§ **DATA FOR THIS EXERCISE**

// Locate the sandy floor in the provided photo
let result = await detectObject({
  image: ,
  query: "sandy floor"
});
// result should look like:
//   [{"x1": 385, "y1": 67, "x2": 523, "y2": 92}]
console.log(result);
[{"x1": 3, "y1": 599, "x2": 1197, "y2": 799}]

* * *

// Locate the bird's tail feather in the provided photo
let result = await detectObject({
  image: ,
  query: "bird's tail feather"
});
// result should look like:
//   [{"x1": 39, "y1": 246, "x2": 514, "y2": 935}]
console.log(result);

§ **EXERCISE GOAL**
Tally the lines of the listing that hold the string "bird", then reply with that number alone.

§ **SOLUTION FOR THIS PROBLEM**
2